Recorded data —
= = = =
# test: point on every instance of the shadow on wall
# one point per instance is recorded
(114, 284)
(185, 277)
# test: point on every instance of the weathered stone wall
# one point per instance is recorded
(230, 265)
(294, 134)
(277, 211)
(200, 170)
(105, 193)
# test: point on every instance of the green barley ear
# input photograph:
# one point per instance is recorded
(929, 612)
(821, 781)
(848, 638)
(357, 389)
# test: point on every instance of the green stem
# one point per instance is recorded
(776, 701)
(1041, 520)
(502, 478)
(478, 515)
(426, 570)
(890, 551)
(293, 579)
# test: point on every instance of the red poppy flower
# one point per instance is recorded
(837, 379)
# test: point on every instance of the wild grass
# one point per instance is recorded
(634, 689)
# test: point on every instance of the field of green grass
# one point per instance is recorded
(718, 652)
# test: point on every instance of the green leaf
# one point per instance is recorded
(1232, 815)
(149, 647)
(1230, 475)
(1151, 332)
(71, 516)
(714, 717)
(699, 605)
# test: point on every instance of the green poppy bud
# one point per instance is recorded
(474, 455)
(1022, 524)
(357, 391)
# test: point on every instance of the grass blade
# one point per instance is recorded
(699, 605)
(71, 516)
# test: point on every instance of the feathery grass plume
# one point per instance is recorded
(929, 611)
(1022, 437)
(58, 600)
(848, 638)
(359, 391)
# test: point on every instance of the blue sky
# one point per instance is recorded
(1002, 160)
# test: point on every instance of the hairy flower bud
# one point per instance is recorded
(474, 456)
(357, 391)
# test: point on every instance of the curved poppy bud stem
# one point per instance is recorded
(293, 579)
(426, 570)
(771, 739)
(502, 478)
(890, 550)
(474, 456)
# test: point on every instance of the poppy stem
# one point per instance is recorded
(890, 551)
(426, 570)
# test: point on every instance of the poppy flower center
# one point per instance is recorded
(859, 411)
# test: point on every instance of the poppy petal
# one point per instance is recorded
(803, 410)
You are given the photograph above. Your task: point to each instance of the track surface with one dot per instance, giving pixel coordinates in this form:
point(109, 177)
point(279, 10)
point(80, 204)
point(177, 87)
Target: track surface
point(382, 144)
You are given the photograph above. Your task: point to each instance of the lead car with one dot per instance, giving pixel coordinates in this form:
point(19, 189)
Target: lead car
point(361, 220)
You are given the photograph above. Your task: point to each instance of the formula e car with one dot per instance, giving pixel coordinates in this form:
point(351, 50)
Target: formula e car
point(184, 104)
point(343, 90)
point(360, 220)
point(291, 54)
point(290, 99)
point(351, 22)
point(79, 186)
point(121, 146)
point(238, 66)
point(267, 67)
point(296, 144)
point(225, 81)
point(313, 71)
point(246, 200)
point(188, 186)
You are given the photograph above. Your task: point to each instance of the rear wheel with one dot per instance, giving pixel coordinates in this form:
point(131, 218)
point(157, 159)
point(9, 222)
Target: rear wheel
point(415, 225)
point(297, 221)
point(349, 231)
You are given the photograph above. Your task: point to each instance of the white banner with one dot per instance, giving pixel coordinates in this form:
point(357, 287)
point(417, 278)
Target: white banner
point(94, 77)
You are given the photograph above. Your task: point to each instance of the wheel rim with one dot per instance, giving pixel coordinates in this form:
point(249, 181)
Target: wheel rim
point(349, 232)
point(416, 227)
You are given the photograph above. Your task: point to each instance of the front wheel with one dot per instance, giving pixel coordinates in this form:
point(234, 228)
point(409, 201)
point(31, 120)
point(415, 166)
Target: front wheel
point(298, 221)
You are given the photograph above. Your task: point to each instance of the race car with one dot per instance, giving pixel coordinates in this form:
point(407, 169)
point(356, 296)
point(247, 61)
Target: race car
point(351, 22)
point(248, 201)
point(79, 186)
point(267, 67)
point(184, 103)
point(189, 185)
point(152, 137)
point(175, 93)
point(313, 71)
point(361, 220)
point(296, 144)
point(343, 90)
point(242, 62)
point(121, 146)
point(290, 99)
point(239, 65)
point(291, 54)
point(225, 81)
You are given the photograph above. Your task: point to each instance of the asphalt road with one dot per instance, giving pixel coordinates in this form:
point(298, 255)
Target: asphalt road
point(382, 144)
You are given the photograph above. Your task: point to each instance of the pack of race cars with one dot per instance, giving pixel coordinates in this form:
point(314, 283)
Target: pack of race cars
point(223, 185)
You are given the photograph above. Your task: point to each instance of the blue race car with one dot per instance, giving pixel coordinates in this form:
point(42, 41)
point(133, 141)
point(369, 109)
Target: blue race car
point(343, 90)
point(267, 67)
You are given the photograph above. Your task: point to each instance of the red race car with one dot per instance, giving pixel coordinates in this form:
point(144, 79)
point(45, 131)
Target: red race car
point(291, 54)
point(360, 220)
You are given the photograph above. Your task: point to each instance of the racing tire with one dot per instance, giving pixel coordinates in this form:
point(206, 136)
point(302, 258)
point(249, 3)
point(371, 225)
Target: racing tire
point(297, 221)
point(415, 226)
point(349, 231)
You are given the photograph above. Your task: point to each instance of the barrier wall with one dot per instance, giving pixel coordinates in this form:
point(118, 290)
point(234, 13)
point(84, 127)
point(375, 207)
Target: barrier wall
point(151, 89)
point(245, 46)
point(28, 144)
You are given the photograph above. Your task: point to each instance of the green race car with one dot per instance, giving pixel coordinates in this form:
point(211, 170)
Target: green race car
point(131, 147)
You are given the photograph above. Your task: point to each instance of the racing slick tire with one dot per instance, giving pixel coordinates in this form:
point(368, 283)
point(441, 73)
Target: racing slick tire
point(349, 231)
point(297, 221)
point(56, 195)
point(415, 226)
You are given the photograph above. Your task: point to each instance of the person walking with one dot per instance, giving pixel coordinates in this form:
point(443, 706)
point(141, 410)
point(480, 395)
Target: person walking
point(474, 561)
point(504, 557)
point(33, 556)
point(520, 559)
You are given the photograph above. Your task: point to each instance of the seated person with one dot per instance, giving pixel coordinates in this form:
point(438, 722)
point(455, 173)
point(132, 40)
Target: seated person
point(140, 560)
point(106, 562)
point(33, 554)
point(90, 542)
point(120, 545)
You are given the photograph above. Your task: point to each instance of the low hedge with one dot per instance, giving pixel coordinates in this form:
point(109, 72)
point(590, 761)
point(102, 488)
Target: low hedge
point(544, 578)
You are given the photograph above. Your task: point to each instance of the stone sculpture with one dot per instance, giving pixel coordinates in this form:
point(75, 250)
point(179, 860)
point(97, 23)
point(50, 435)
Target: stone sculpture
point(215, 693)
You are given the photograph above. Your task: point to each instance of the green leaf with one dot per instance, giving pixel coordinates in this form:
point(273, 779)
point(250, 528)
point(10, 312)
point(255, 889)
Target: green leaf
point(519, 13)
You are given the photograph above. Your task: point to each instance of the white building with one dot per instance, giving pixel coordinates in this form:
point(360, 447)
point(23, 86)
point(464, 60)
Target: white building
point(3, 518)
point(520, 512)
= = = =
Problem requirements — Lines that hold the word "grass" are the ones to copy from the entries above.

Task output —
# test: point on every instance of the wild grass
# test: point on every instance of the field of green grass
# test: point on every instance of the grass blade
# test: point on every instance of the feathery grass plume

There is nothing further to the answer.